§ Material for the task
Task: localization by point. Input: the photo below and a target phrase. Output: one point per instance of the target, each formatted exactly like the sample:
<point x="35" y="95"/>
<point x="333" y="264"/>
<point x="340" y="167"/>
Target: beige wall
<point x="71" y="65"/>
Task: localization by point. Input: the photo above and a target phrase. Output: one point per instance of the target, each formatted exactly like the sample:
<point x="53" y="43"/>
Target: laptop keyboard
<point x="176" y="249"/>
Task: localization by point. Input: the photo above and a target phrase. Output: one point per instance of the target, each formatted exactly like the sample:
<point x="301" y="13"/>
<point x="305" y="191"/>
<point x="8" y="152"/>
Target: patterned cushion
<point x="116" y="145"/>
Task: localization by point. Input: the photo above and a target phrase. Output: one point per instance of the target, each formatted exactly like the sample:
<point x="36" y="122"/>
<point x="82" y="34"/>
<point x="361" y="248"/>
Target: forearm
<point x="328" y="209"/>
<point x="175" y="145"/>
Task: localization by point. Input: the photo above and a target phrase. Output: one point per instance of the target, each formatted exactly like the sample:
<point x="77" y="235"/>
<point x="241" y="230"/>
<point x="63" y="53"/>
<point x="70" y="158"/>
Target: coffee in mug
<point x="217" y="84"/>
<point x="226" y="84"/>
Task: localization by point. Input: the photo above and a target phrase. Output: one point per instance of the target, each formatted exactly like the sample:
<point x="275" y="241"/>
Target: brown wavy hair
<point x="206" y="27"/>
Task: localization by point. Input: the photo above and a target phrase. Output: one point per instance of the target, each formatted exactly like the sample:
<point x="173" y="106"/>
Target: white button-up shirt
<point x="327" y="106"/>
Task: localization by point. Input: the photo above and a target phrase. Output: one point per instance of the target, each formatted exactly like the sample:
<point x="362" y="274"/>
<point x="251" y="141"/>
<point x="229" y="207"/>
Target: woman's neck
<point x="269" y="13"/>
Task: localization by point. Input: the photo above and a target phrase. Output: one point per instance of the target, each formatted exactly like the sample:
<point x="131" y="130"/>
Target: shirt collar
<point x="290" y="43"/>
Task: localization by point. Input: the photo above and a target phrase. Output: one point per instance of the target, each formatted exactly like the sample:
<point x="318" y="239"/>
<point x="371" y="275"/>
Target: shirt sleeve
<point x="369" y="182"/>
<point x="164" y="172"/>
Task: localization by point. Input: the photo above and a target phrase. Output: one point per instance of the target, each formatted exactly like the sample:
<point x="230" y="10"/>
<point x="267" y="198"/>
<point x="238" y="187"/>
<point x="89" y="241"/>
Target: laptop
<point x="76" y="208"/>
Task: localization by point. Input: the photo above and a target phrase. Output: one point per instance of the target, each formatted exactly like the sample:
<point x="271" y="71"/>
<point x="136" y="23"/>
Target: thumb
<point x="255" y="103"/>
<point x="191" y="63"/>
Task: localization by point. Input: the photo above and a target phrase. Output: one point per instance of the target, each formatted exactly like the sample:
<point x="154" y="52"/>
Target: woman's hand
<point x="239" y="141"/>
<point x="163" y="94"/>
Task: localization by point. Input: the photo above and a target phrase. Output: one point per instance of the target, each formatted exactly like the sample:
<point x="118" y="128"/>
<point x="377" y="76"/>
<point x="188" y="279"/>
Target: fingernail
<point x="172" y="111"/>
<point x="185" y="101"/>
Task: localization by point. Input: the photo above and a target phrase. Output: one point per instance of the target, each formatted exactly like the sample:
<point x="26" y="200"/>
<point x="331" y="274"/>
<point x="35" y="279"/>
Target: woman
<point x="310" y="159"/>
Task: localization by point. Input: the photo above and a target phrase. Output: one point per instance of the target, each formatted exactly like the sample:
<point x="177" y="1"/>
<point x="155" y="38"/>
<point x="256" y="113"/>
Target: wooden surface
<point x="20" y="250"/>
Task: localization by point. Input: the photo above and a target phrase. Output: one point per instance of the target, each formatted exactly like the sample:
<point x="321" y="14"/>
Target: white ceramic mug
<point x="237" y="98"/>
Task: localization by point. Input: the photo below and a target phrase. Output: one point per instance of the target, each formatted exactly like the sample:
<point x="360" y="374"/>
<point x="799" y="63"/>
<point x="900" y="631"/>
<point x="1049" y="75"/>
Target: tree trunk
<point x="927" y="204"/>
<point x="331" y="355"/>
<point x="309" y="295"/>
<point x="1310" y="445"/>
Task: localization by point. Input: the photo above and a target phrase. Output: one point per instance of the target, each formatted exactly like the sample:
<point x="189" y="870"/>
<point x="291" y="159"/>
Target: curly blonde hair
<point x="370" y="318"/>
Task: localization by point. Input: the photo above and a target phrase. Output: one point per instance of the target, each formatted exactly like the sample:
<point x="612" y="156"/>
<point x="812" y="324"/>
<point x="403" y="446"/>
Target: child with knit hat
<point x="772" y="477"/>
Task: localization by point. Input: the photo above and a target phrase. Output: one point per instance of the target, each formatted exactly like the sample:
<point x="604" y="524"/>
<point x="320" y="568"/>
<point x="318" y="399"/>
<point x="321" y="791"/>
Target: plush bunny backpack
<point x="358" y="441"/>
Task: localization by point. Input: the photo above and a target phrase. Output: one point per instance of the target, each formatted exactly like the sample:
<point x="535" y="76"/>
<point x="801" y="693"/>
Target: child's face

§ Aim of the exercise
Every record, from the first to the last, should be transcribed exactly.

§ Result of the task
Task: localization by point. Input: the photo below and a target phrase. Output: one point per instance of the target, each formatted exactly like the sample:
<point x="35" y="95"/>
<point x="333" y="264"/>
<point x="340" y="167"/>
Target: beige wall
<point x="71" y="65"/>
Task: localization by point. Input: the photo above and a target phrase. Output: one point per instance of the target, each formatted exactly like the sample:
<point x="53" y="43"/>
Target: laptop keyboard
<point x="176" y="249"/>
Task: localization by point. Input: the photo above and a target phrase. Output: one point per instance of the target, each formatted exactly like the sample:
<point x="301" y="13"/>
<point x="305" y="191"/>
<point x="8" y="152"/>
Target: patterned cushion
<point x="116" y="145"/>
Task: localization by point. Input: the photo above and a target phrase. Output: one point per instance of the target, each formatted exactly like the sample:
<point x="36" y="122"/>
<point x="82" y="34"/>
<point x="361" y="248"/>
Target: forearm
<point x="328" y="209"/>
<point x="175" y="145"/>
Task: localization by point. Input: the photo above and a target phrase. Output: one point per instance of the target, each formatted exactly like the sample:
<point x="77" y="235"/>
<point x="241" y="230"/>
<point x="63" y="53"/>
<point x="70" y="158"/>
Target: coffee in mug
<point x="217" y="84"/>
<point x="226" y="84"/>
Task: localization by point. Input: the photo above and a target phrase. Output: one point per instance of the target, each formatted exactly like the sample:
<point x="275" y="241"/>
Target: brown wavy hair
<point x="206" y="27"/>
Task: localization by point. Input: the photo above and a target phrase. Output: one point per instance of the target, each formatted exactly like the sample:
<point x="173" y="106"/>
Target: white button-up shirt
<point x="327" y="106"/>
Task: localization by point. Input: the photo above and a target phrase. Output: one point per instance of the target, each formatted exactly like the sample:
<point x="362" y="274"/>
<point x="251" y="141"/>
<point x="229" y="207"/>
Target: woman's neck
<point x="269" y="13"/>
Task: localization by point. Input: the photo above and a target phrase. Output: one point per instance of the target, each formatted exactly like the sample:
<point x="131" y="130"/>
Target: shirt collar
<point x="290" y="43"/>
Task: localization by point. Input: the photo above and a target phrase. Output: one point per instance of the target, each formatted exactly like the sample:
<point x="318" y="239"/>
<point x="371" y="275"/>
Target: shirt sleeve
<point x="369" y="182"/>
<point x="164" y="172"/>
Task: localization by point. Input: the photo above and a target phrase. Output: one point per instance of the target, each formatted exactly like the sample:
<point x="230" y="10"/>
<point x="267" y="198"/>
<point x="238" y="187"/>
<point x="89" y="241"/>
Target: laptop
<point x="76" y="208"/>
Task: localization by point. Input: the photo above and a target phrase. Output: one point per instance of the target, each formatted exactly like the sample:
<point x="271" y="71"/>
<point x="136" y="23"/>
Target: thumb
<point x="255" y="103"/>
<point x="191" y="63"/>
Task: localization by point. Input: the photo above and a target phrase. Output: one point per instance of the target, each formatted exactly like the sample:
<point x="154" y="52"/>
Target: woman's hand
<point x="239" y="141"/>
<point x="163" y="94"/>
Task: localization by point. Input: the photo above and a target phrase. Output: one point per instance of the target, each formatted exactly like the sample:
<point x="118" y="128"/>
<point x="377" y="76"/>
<point x="188" y="279"/>
Target: fingernail
<point x="172" y="111"/>
<point x="185" y="101"/>
Task: localization by point. Input: the photo above and a target phrase. Output: one point per instance of the target, each formatted exactly like the sample:
<point x="26" y="200"/>
<point x="331" y="274"/>
<point x="35" y="279"/>
Target: woman
<point x="310" y="159"/>
Task: localization by point. Input: the photo above and a target phrase. Output: one point per instance of the target, each formatted exactly like the sample:
<point x="177" y="1"/>
<point x="155" y="38"/>
<point x="256" y="113"/>
Target: wooden surface
<point x="20" y="250"/>
Task: localization by point. Input: the photo above and a target phrase. Output: one point per instance of the target, each formatted exactly like the sample:
<point x="321" y="14"/>
Target: white ceramic mug
<point x="237" y="98"/>
Task: localization by point. Input: the photo below and a target phrase. Output: one point per instance of the target, each formatted exactly like the sample:
<point x="360" y="374"/>
<point x="799" y="63"/>
<point x="900" y="631"/>
<point x="1049" y="75"/>
Target: tree trunk
<point x="927" y="204"/>
<point x="331" y="355"/>
<point x="309" y="295"/>
<point x="1310" y="445"/>
Task: localization by point. Input: the photo above and a target phrase. Output: one point per instance of the target, each formatted exactly like the sample:
<point x="189" y="870"/>
<point x="291" y="159"/>
Target: curly blonde hair
<point x="370" y="318"/>
Task: localization by point. Input: the photo above and a target phrase. Output: one point per instance of the target, each formatted exactly like the sample:
<point x="612" y="156"/>
<point x="812" y="324"/>
<point x="403" y="446"/>
Target: child with knit hat
<point x="772" y="477"/>
Task: localization by point. Input: the photo above and a target phrase. Output: one point per instance of the target, each formatted exactly like the sample:
<point x="604" y="524"/>
<point x="320" y="568"/>
<point x="318" y="399"/>
<point x="321" y="791"/>
Target: plush bunny backpack
<point x="358" y="441"/>
Task: localization by point. Input: the photo above and a target phrase. Output: one point per instance of the target, each formatted exactly like the sample:
<point x="535" y="76"/>
<point x="801" y="693"/>
Target: child's face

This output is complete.